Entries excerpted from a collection
----------------

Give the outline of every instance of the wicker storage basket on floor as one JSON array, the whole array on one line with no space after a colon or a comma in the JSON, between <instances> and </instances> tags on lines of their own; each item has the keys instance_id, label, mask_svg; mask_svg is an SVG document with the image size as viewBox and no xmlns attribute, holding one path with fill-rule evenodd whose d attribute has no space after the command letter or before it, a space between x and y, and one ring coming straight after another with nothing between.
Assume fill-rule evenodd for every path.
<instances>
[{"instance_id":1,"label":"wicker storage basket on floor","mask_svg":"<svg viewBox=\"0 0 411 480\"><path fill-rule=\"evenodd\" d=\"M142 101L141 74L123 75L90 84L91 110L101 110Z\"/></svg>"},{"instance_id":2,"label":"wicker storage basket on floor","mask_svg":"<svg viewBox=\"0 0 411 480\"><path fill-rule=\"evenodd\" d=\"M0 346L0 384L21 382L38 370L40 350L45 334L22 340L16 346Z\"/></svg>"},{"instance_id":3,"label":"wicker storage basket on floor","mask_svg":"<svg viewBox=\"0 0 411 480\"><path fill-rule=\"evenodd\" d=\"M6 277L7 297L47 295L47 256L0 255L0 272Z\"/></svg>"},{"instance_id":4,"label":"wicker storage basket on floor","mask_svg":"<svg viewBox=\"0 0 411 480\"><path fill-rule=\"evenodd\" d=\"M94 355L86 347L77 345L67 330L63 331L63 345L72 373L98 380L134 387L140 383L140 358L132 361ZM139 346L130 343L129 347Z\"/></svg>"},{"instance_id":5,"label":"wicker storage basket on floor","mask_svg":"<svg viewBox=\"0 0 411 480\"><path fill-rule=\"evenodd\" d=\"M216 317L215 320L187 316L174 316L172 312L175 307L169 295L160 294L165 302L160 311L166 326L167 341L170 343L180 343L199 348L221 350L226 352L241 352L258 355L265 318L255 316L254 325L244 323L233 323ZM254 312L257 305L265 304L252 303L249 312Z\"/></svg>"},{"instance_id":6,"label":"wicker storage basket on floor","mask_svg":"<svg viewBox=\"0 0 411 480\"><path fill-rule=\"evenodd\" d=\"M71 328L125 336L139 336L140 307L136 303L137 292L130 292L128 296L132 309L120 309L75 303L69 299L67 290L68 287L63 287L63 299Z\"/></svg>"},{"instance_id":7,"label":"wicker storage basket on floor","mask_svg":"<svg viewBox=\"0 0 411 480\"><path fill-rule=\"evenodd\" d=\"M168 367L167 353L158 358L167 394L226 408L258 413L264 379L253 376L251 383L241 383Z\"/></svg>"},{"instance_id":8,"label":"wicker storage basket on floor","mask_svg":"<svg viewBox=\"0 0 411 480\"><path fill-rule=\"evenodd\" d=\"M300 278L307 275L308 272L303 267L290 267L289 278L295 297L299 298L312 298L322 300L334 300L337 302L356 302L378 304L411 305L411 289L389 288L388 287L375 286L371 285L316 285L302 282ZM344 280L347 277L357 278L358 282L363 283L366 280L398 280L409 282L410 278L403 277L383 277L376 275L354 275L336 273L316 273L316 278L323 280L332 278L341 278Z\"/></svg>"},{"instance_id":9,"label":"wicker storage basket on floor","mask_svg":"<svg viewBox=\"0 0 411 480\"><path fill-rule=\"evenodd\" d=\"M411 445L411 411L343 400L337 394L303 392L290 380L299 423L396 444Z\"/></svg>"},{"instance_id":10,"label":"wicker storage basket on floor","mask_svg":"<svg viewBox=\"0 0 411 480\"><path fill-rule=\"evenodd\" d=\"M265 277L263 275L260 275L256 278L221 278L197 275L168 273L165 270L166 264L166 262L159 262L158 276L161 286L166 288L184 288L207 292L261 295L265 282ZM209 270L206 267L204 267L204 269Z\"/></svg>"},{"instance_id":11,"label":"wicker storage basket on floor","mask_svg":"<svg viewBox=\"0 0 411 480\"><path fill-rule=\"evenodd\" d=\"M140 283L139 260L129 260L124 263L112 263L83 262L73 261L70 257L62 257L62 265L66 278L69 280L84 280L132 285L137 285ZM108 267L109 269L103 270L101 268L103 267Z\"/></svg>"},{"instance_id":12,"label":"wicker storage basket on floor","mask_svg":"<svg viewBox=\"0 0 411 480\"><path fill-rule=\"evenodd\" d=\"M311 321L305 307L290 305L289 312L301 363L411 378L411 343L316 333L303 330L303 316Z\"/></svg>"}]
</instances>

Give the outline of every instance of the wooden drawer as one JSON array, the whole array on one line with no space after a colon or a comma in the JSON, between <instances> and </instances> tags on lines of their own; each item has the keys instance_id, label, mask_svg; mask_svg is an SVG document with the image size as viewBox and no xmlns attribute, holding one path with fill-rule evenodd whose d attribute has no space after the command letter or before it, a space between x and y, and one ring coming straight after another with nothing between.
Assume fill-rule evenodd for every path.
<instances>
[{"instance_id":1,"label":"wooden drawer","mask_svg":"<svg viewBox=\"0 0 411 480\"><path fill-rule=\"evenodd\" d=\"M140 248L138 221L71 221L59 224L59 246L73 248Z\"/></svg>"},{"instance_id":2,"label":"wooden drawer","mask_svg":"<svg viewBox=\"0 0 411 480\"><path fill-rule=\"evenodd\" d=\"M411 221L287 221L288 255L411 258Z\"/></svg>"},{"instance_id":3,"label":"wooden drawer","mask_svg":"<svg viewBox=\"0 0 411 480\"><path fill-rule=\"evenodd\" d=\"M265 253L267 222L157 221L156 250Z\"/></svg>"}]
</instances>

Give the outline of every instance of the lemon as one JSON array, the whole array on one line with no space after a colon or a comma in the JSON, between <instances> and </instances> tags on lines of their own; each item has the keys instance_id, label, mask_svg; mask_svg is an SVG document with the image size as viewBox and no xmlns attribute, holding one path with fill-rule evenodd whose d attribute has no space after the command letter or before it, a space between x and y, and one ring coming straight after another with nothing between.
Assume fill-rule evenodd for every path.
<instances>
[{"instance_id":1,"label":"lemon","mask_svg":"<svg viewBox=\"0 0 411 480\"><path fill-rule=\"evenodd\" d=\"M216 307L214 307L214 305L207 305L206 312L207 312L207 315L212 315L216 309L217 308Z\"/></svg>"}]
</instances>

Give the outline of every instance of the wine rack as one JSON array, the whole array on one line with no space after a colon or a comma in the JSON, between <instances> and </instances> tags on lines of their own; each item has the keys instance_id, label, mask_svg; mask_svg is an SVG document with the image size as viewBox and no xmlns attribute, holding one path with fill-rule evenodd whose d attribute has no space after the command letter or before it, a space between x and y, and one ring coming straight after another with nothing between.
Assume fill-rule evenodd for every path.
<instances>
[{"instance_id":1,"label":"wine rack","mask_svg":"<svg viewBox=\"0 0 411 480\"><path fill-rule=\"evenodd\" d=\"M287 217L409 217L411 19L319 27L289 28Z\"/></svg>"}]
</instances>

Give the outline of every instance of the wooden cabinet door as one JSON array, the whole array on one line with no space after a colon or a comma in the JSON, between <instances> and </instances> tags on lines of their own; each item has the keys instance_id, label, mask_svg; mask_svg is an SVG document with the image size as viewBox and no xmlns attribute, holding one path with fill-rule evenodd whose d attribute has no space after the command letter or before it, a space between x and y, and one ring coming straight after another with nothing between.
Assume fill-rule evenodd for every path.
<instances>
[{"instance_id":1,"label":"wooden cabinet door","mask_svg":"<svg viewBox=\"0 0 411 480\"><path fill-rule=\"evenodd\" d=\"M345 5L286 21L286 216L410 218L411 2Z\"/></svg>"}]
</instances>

----------------

# [Problem to solve]
Rewrite the entries, changing "every path" to "each path" wherever it occurs and leaving everything else as it is.

# [The output]
Give the outline of every instance of the wicker storage basket on floor as one JSON array, the whole array on one line with no space after a colon or a comma in the JSON, between <instances> and </instances> tags on lines of their own; each item has the keys instance_id, label, mask_svg; mask_svg is an SVG document with the image size as viewBox and no xmlns attribute, holding one path with fill-rule evenodd whose d attribute has no space after the command letter or before it, a space between x and y, and one ring coming straight after another with nothing between.
Assume fill-rule evenodd for each path.
<instances>
[{"instance_id":1,"label":"wicker storage basket on floor","mask_svg":"<svg viewBox=\"0 0 411 480\"><path fill-rule=\"evenodd\" d=\"M142 101L141 74L123 75L90 84L91 110L101 110Z\"/></svg>"},{"instance_id":2,"label":"wicker storage basket on floor","mask_svg":"<svg viewBox=\"0 0 411 480\"><path fill-rule=\"evenodd\" d=\"M0 346L0 384L21 382L38 370L40 350L45 334L22 340L16 346Z\"/></svg>"},{"instance_id":3,"label":"wicker storage basket on floor","mask_svg":"<svg viewBox=\"0 0 411 480\"><path fill-rule=\"evenodd\" d=\"M6 277L7 297L47 295L47 256L0 255L0 272Z\"/></svg>"},{"instance_id":4,"label":"wicker storage basket on floor","mask_svg":"<svg viewBox=\"0 0 411 480\"><path fill-rule=\"evenodd\" d=\"M94 355L86 347L77 345L67 330L63 331L63 345L72 373L98 380L134 387L140 383L140 358L132 361ZM139 346L130 343L129 347Z\"/></svg>"},{"instance_id":5,"label":"wicker storage basket on floor","mask_svg":"<svg viewBox=\"0 0 411 480\"><path fill-rule=\"evenodd\" d=\"M216 317L215 320L187 316L174 316L172 312L175 307L169 295L160 294L165 302L160 311L166 326L167 341L170 343L180 343L199 348L221 350L226 352L241 352L258 355L265 318L255 316L254 325L244 323L233 323ZM254 312L257 305L265 304L252 303L249 312Z\"/></svg>"},{"instance_id":6,"label":"wicker storage basket on floor","mask_svg":"<svg viewBox=\"0 0 411 480\"><path fill-rule=\"evenodd\" d=\"M71 328L125 336L139 336L140 307L136 303L137 292L130 292L128 296L132 309L120 309L75 303L69 299L67 290L68 287L63 287L63 299Z\"/></svg>"},{"instance_id":7,"label":"wicker storage basket on floor","mask_svg":"<svg viewBox=\"0 0 411 480\"><path fill-rule=\"evenodd\" d=\"M168 367L167 353L158 358L167 394L226 408L258 413L264 379L253 376L251 383L241 383Z\"/></svg>"},{"instance_id":8,"label":"wicker storage basket on floor","mask_svg":"<svg viewBox=\"0 0 411 480\"><path fill-rule=\"evenodd\" d=\"M300 278L307 275L308 272L303 267L290 267L289 278L295 297L299 298L312 298L322 300L334 300L337 302L356 302L378 304L411 305L411 289L389 288L388 287L375 286L371 285L316 285L302 282ZM344 280L347 277L357 278L358 282L363 283L366 280L398 280L409 282L410 278L403 277L383 277L376 275L354 275L336 273L316 273L316 278L323 280L332 278L341 278Z\"/></svg>"},{"instance_id":9,"label":"wicker storage basket on floor","mask_svg":"<svg viewBox=\"0 0 411 480\"><path fill-rule=\"evenodd\" d=\"M411 445L411 411L343 400L337 394L303 392L290 380L299 423L396 444Z\"/></svg>"},{"instance_id":10,"label":"wicker storage basket on floor","mask_svg":"<svg viewBox=\"0 0 411 480\"><path fill-rule=\"evenodd\" d=\"M265 277L263 275L260 275L256 278L221 278L197 275L168 273L165 270L166 264L166 262L159 262L158 276L161 286L166 288L184 288L207 292L261 295L265 282ZM209 270L206 267L204 267L204 269Z\"/></svg>"},{"instance_id":11,"label":"wicker storage basket on floor","mask_svg":"<svg viewBox=\"0 0 411 480\"><path fill-rule=\"evenodd\" d=\"M140 283L139 260L129 260L124 263L112 263L83 262L73 261L70 257L62 257L62 265L66 278L69 280L84 280L132 285L137 285ZM108 267L109 269L103 270L101 268L103 267Z\"/></svg>"},{"instance_id":12,"label":"wicker storage basket on floor","mask_svg":"<svg viewBox=\"0 0 411 480\"><path fill-rule=\"evenodd\" d=\"M311 321L305 307L290 305L289 312L301 363L411 378L411 343L316 333L303 330L303 316Z\"/></svg>"}]
</instances>

Give the outline of every instance of the wooden drawer as one JSON array, the whole array on one line with no space after a colon or a comma in the JSON, between <instances> and </instances> tags on lines of their own; each item has the keys instance_id, label, mask_svg; mask_svg is an SVG document with the image size as viewBox and no xmlns attribute, holding one path with fill-rule evenodd whose d attribute has no space after the command letter or before it, a space between x and y, and one ring coming straight after another with nothing between.
Assume fill-rule evenodd for each path.
<instances>
[{"instance_id":1,"label":"wooden drawer","mask_svg":"<svg viewBox=\"0 0 411 480\"><path fill-rule=\"evenodd\" d=\"M140 248L138 221L71 221L59 224L59 246L73 248Z\"/></svg>"},{"instance_id":2,"label":"wooden drawer","mask_svg":"<svg viewBox=\"0 0 411 480\"><path fill-rule=\"evenodd\" d=\"M411 221L287 221L288 255L411 258Z\"/></svg>"},{"instance_id":3,"label":"wooden drawer","mask_svg":"<svg viewBox=\"0 0 411 480\"><path fill-rule=\"evenodd\" d=\"M265 253L267 222L157 221L156 250Z\"/></svg>"}]
</instances>

Give the outline of every instance of the lemon as one JSON array, the whole array on one line with no space after a colon or a comma in the JSON, between <instances> and </instances> tags on lines of their own; each item has the keys instance_id, label, mask_svg; mask_svg is an SVG document with the image size as viewBox and no xmlns attribute, holding one path with fill-rule evenodd whose d attribute has no space after the command letter or before it, a space between x and y, and one ring coming straight after another with nothing between.
Assume fill-rule evenodd for each path.
<instances>
[{"instance_id":1,"label":"lemon","mask_svg":"<svg viewBox=\"0 0 411 480\"><path fill-rule=\"evenodd\" d=\"M216 307L214 307L214 305L207 305L206 312L207 312L207 315L212 315L216 309L217 308Z\"/></svg>"}]
</instances>

Give the outline of every instance of the wine rack as one JSON array, the whole array on one line with no space after a colon or a comma in the JSON, between <instances> and </instances> tags on lines of their own; each item has the keys instance_id, label, mask_svg; mask_svg is an SVG document with the image size as viewBox and no xmlns attribute, holding one path with fill-rule evenodd whose d attribute has no space after the command letter or before it, a space between x and y, and one ring coming straight after another with nothing between.
Assume fill-rule evenodd for each path.
<instances>
[{"instance_id":1,"label":"wine rack","mask_svg":"<svg viewBox=\"0 0 411 480\"><path fill-rule=\"evenodd\" d=\"M287 217L409 217L411 19L319 27L289 28Z\"/></svg>"}]
</instances>

Give the outline of every instance of the wooden cabinet door as one JSON array, the whole array on one line with no space after a colon or a comma in the JSON, between <instances> and </instances> tags on lines of their own; each item has the keys instance_id, label, mask_svg; mask_svg is an SVG document with the image size as viewBox and no xmlns attribute, holding one path with fill-rule evenodd whose d attribute has no space after the command letter or before it, a space between x and y, and one ring coming straight after another with nothing between.
Assume fill-rule evenodd for each path.
<instances>
[{"instance_id":1,"label":"wooden cabinet door","mask_svg":"<svg viewBox=\"0 0 411 480\"><path fill-rule=\"evenodd\" d=\"M345 5L286 21L286 216L410 218L411 2Z\"/></svg>"}]
</instances>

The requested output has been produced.